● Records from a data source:
=== Begin Enclosure ===

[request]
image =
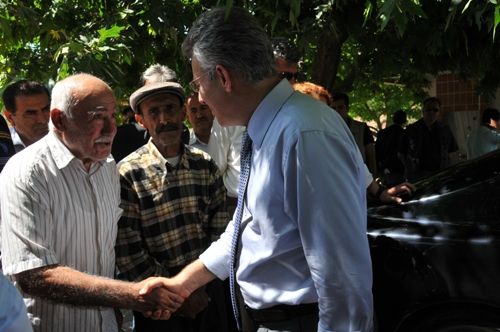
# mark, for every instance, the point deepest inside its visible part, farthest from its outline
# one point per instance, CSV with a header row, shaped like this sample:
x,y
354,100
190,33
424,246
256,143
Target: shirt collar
x,y
63,156
16,139
153,150
193,139
267,110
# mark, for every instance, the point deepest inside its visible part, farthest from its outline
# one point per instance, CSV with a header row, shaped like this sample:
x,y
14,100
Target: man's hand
x,y
394,194
194,304
167,295
164,299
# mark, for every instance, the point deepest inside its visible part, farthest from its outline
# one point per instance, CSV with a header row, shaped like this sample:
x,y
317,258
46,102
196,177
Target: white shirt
x,y
55,212
224,147
482,140
304,225
13,316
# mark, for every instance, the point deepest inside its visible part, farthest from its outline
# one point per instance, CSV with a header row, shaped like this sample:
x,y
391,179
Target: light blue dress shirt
x,y
13,316
481,141
304,222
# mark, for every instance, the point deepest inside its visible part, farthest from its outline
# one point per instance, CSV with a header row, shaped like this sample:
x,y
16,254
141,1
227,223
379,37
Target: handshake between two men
x,y
183,295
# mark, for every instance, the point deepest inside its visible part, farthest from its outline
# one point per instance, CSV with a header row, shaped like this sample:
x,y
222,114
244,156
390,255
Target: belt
x,y
282,312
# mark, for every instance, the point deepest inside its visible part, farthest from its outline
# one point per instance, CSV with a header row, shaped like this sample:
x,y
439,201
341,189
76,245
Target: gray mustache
x,y
167,127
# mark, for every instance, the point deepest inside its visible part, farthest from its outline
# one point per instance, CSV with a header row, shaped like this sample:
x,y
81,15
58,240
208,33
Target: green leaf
x,y
112,32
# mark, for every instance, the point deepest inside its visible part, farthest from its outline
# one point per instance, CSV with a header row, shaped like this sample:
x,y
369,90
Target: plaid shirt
x,y
170,214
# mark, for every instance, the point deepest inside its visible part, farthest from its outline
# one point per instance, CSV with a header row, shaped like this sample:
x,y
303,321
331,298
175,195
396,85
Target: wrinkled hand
x,y
194,304
393,194
168,294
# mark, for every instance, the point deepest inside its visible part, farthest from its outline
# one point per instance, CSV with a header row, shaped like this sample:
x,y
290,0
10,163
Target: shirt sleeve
x,y
27,227
367,135
328,201
132,259
13,316
218,215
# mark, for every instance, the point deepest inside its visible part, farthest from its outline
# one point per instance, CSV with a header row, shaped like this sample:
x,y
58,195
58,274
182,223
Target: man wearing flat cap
x,y
173,201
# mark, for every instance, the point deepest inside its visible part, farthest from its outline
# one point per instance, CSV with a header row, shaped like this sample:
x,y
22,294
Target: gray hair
x,y
232,38
63,95
158,73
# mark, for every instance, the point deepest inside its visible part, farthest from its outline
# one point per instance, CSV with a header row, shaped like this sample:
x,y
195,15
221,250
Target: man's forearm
x,y
66,285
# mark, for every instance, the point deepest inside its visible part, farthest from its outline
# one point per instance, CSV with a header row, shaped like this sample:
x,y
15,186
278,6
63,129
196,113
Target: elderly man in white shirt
x,y
59,209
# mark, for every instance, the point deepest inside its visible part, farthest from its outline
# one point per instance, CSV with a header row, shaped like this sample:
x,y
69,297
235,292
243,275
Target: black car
x,y
436,257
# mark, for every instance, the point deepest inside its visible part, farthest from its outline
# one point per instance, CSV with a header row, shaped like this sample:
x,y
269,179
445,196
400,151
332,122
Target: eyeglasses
x,y
289,75
194,85
435,110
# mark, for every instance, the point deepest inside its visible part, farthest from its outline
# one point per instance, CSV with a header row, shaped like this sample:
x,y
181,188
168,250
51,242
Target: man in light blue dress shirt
x,y
303,243
486,137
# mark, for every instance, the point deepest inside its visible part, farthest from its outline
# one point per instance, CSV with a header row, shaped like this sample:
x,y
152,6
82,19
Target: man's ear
x,y
224,77
184,112
139,119
57,117
9,117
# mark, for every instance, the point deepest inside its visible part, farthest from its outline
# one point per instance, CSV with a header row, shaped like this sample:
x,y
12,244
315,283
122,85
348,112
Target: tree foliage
x,y
377,50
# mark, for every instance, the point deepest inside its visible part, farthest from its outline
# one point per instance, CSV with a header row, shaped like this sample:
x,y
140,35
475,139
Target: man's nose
x,y
43,116
109,126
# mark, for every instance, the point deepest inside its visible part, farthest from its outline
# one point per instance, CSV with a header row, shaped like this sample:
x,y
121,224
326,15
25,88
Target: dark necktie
x,y
245,163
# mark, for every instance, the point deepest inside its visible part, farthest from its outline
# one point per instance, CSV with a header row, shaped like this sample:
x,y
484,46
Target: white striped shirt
x,y
55,212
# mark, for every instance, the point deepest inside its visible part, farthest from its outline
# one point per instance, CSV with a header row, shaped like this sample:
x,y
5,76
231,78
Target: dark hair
x,y
232,38
341,96
399,117
490,114
284,49
22,88
431,100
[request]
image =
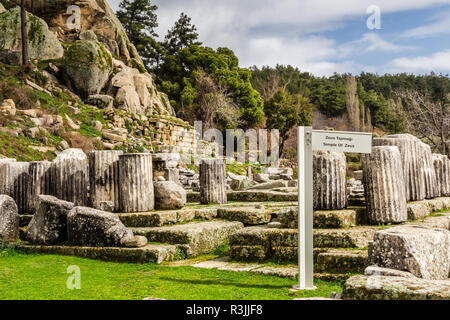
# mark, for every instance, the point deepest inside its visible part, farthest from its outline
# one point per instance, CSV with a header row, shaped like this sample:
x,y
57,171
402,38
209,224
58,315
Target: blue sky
x,y
322,36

=== End Enclosure ===

● WHAT YOU SHOULD DO: Output a verbatim copy of all entries above; no pictures go in it.

● ANSWER FOR THIS EXERCISE:
[request]
image =
# mark, for every instance, the point deepest inside its visible part, farthest from its outline
# one point per instance, CSV with a header row, shaped like this sample:
x,y
354,100
190,33
424,246
256,143
Target: shirt collar
x,y
63,156
16,139
153,150
193,139
267,110
# mark, for every instance, the point deepest inside its visible part, farthest from its outline
# one point per instance, CSV with a header row, shaped like this sample:
x,y
14,100
Target: man's hand
x,y
394,194
194,304
167,295
164,299
# mark, for every instance, the point deepest inside its visible part, farthest from its outline
# one point per instance, CSV with a header row, shaped like this sample:
x,y
317,258
46,102
196,177
Target: white shirt
x,y
55,212
224,147
482,140
304,225
13,316
# mark, for every instance, the point deepest inside its visible part, farthest from its outline
# one point per instance, CSV with a header row, shaped like this sample:
x,y
391,179
Target: light blue dress shirt
x,y
13,316
481,141
304,222
# mark, for every instance, the point deepest inside its visible part, farthest from its outline
# one point per instance, CSV with a header row, shaped like this sample:
x,y
16,254
141,1
227,223
379,37
Target: handshake between two men
x,y
183,295
# mark, for every instance, the point deepest inside its visible part, farthest from its outline
# one point per instance, CSV with a header row, shaped like this sample:
x,y
222,114
244,156
390,255
Target: belt
x,y
282,312
# mark, for every instance, the point deepest inside its visible part, farthest from its outline
# one point per instance, CSV with a header row, shaped like this sample:
x,y
439,201
341,189
76,245
Target: gray mustache
x,y
167,127
# mark, for every instance, the point deepest inside its visible part, farthest from its outline
# one point per instance, CSV with a header row, shaped like this sample:
x,y
81,15
58,240
208,33
Target: green leaf
x,y
112,32
# mark, for every instance, the point deepest inside its visible part, farthest from its outline
# one point per instance, CSV with a header row, shaped like this sample:
x,y
369,90
Target: plaid shirt
x,y
170,214
# mark, for every instance, the point deepest inside its visible part, farthest from its outline
# one point per instance, CSV with a header row, shaped like this sample:
x,y
303,321
331,298
175,195
396,85
Target: wrinkled hand
x,y
194,304
393,194
168,294
# mark, for every instance, the point deepest inside its visible part, farthest from its outline
# one point per instance, CSV with a header row, shaped like this sample:
x,y
290,0
10,163
Target: shirt sleeve
x,y
27,227
367,135
328,201
132,259
13,316
218,215
# mark, for every instance, the point deepest inside its visible part, farthest from its outline
# one point per instance, CSV with a header row, shaped like this sample:
x,y
58,195
58,274
182,223
Target: man wearing flat cap
x,y
173,201
# mark, for every instance, the point deepest inside its visible part, farthest from its outline
# one point per instance, CSV with a header row, shaped like this sample:
x,y
22,294
Target: gray hair
x,y
232,38
63,95
158,73
# mark, for every instance, the point deepest inside its visible part, farthest from its outline
# one point per instance, CSV with a header row, shaped like this sample:
x,y
195,15
221,250
Target: man's forearm
x,y
66,285
# mark, for every instance, the point deepest inside its visible part, farthest from its outline
# one point per instance, CSV with a header row, shaped like this sample:
x,y
15,186
278,6
63,129
196,113
Target: elderly man in white shirt
x,y
59,209
# mark, for every instance, the point deepest inside its visible part, farthest from its outline
# one point per instance, CSV with a header row, shaped like this sample:
x,y
69,297
235,292
243,275
Target: black car
x,y
436,257
# mark, for every instance, the point deepest inside its visible part, farthest from its outline
# one point per instance, CSV with a header row, shaped like this sample:
x,y
269,179
445,196
400,151
332,122
Target: eyeglasses
x,y
289,75
194,85
435,110
# mark, for every instance, the point deepest inside its visible part, farthest from its outline
# one point per instance, CSV with a header row, shaped like this sample:
x,y
181,188
168,250
51,242
Target: man in light blue dress shirt
x,y
303,243
486,137
# mark, for every instance, the point deepest inside its visible part, farthest from its outline
# one point per instance, CSV with a header row, shaped like this sample:
x,y
152,6
82,19
Target: man's ear
x,y
224,77
184,112
139,119
57,117
9,117
# mark, for every instance, the point deepest inside its visible part, farthest from its outline
# one point per instance, CSV with a header row, shaped like this sample:
x,y
12,244
315,283
122,85
348,112
Target: tree foliage
x,y
377,50
# mark, for every instance, the point deepest inside its visible part, farthest from its outline
# one point per instance, CSV with a header row, shaped like this sample:
x,y
140,35
475,139
Target: man's nose
x,y
43,116
109,126
# mark, for every instance, the point deepest inside its visible part, farthest from its outline
# one point per instance, CSV with a header row, shaped like this sample:
x,y
121,224
326,15
25,88
Target: dark necktie
x,y
245,163
# mark, for every instance, the point deepest inside its visible part, farthest from its outline
# one point per instance, CSV with a header row, shaped like this sample:
x,y
484,46
Target: white striped shirt
x,y
55,212
# mark, for every instance, the point deepest inside its visible part, farthest from its outline
# one point per instance, CSV with a header row, shaped like this sample:
x,y
5,76
231,78
Target: dark hair
x,y
232,38
341,96
399,117
490,114
284,49
22,88
431,100
[request]
image =
# mark, for every instance, the point deepest inside its visible part, farthest from its outline
# one point per instance, CSV with a header row, shaped like this sample:
x,y
57,171
402,38
209,224
58,315
Target: blue sky
x,y
322,36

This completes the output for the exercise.